INSTRUCTIONS FOR THE TASK =>
Copy every item below, reproducing each line without any change.

GIVEN RECORDS =>
»»

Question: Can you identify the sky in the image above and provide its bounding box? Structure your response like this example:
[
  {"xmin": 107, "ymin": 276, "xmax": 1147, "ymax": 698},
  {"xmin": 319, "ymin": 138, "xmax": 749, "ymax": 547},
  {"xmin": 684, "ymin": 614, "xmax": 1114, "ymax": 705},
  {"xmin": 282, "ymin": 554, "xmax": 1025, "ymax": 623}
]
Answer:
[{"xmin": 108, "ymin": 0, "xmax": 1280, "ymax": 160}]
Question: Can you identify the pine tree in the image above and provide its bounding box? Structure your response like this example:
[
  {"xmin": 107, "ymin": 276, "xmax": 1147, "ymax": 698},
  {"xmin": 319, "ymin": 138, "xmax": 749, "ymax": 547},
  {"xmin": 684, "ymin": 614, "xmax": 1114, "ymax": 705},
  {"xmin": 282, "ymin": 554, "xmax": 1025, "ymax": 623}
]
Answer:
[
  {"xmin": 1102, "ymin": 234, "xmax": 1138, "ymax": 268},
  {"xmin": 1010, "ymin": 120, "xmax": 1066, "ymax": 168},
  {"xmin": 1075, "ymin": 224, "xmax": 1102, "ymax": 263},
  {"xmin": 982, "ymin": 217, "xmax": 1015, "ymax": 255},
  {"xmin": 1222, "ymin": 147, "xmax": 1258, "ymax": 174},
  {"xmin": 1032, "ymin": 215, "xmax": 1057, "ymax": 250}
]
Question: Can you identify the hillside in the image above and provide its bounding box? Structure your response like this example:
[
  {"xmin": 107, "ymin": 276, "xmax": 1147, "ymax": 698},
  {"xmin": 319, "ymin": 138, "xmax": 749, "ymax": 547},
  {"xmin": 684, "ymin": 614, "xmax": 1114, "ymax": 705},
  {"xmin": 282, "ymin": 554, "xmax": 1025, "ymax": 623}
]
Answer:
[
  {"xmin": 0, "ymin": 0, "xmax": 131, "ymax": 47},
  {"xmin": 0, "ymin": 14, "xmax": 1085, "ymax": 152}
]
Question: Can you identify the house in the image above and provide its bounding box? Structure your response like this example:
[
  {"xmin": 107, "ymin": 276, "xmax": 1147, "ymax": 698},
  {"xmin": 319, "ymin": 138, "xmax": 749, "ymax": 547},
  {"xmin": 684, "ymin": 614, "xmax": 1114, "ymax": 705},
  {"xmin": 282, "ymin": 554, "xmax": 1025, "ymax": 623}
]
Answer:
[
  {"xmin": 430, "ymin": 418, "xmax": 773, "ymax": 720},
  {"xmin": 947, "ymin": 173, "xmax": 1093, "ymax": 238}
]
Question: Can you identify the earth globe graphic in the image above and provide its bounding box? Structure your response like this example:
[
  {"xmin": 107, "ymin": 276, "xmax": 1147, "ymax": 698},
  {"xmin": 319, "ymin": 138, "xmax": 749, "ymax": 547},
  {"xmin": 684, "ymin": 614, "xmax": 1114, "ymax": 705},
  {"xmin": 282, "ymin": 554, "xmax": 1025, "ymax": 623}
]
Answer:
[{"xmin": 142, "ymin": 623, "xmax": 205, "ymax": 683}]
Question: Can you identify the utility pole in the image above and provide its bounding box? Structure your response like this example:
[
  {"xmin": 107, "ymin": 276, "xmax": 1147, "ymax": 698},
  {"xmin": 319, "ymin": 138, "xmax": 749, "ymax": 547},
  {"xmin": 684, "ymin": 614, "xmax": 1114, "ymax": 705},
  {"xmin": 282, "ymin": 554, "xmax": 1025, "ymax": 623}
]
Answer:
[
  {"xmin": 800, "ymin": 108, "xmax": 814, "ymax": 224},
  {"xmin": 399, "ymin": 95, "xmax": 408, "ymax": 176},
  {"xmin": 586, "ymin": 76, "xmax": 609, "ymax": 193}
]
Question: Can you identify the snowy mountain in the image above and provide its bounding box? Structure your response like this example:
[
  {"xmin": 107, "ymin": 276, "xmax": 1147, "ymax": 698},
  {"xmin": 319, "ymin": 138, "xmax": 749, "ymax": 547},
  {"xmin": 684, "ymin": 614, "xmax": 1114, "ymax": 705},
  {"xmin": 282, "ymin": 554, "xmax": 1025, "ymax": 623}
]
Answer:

««

FINISHED TASK =>
Question: Can you identify the sky in the image above and provide its bounding box? Structure your response like this example:
[
  {"xmin": 107, "ymin": 276, "xmax": 1147, "ymax": 698},
  {"xmin": 319, "ymin": 138, "xmax": 749, "ymax": 547},
  {"xmin": 684, "ymin": 614, "xmax": 1114, "ymax": 705},
  {"xmin": 282, "ymin": 554, "xmax": 1025, "ymax": 623}
]
Answer:
[{"xmin": 108, "ymin": 0, "xmax": 1280, "ymax": 160}]
Question: Can you identify the pine tree in the image above and provide its bounding box? Structure your response like this example:
[
  {"xmin": 107, "ymin": 276, "xmax": 1147, "ymax": 698},
  {"xmin": 319, "ymin": 138, "xmax": 749, "ymax": 547},
  {"xmin": 684, "ymin": 614, "xmax": 1114, "ymax": 705},
  {"xmin": 282, "ymin": 554, "xmax": 1025, "ymax": 623}
]
Answer:
[
  {"xmin": 1102, "ymin": 234, "xmax": 1138, "ymax": 268},
  {"xmin": 1010, "ymin": 120, "xmax": 1066, "ymax": 168},
  {"xmin": 1075, "ymin": 224, "xmax": 1102, "ymax": 263},
  {"xmin": 982, "ymin": 217, "xmax": 1015, "ymax": 255},
  {"xmin": 1222, "ymin": 147, "xmax": 1258, "ymax": 174},
  {"xmin": 1032, "ymin": 215, "xmax": 1057, "ymax": 250}
]
Question: Can you identify the hillside in the image above and provide its bounding box? Structure your response like this example:
[
  {"xmin": 107, "ymin": 276, "xmax": 1147, "ymax": 698},
  {"xmin": 319, "ymin": 138, "xmax": 749, "ymax": 547},
  {"xmin": 684, "ymin": 614, "xmax": 1114, "ymax": 705},
  {"xmin": 282, "ymin": 554, "xmax": 1025, "ymax": 623}
]
Answer:
[
  {"xmin": 0, "ymin": 0, "xmax": 131, "ymax": 47},
  {"xmin": 0, "ymin": 14, "xmax": 1085, "ymax": 152}
]
Question: Can you identify the house in the image above and provide its bounding box? Structure your response like this example:
[
  {"xmin": 107, "ymin": 276, "xmax": 1147, "ymax": 698},
  {"xmin": 319, "ymin": 138, "xmax": 749, "ymax": 547},
  {"xmin": 684, "ymin": 614, "xmax": 1114, "ymax": 705},
  {"xmin": 282, "ymin": 554, "xmax": 1025, "ymax": 623}
]
Answer:
[
  {"xmin": 430, "ymin": 418, "xmax": 773, "ymax": 720},
  {"xmin": 947, "ymin": 173, "xmax": 1093, "ymax": 238}
]
Question: Can you identify the earth globe graphic in the image above and provide its bounding box? Structure your response like this example:
[
  {"xmin": 107, "ymin": 276, "xmax": 1147, "ymax": 698},
  {"xmin": 319, "ymin": 138, "xmax": 749, "ymax": 547},
  {"xmin": 684, "ymin": 614, "xmax": 1114, "ymax": 705},
  {"xmin": 282, "ymin": 554, "xmax": 1025, "ymax": 623}
]
Answer:
[{"xmin": 142, "ymin": 623, "xmax": 205, "ymax": 683}]
Question: Can you identify the utility pole in the image above and provide its bounding box? Structure your response like this example:
[
  {"xmin": 107, "ymin": 276, "xmax": 1147, "ymax": 698},
  {"xmin": 319, "ymin": 138, "xmax": 749, "ymax": 547},
  {"xmin": 684, "ymin": 614, "xmax": 1114, "ymax": 705},
  {"xmin": 282, "ymin": 554, "xmax": 1025, "ymax": 623}
]
Answer:
[
  {"xmin": 800, "ymin": 108, "xmax": 814, "ymax": 224},
  {"xmin": 399, "ymin": 95, "xmax": 408, "ymax": 176},
  {"xmin": 586, "ymin": 76, "xmax": 609, "ymax": 193}
]
Question: Can you identify the snowy mountain in the image above and provide its bounding box? Structure your response like this example:
[
  {"xmin": 107, "ymin": 276, "xmax": 1147, "ymax": 698},
  {"xmin": 319, "ymin": 138, "xmax": 749, "ymax": 547},
  {"xmin": 684, "ymin": 614, "xmax": 1114, "ymax": 705},
  {"xmin": 282, "ymin": 554, "xmax": 1025, "ymax": 623}
]
Answer:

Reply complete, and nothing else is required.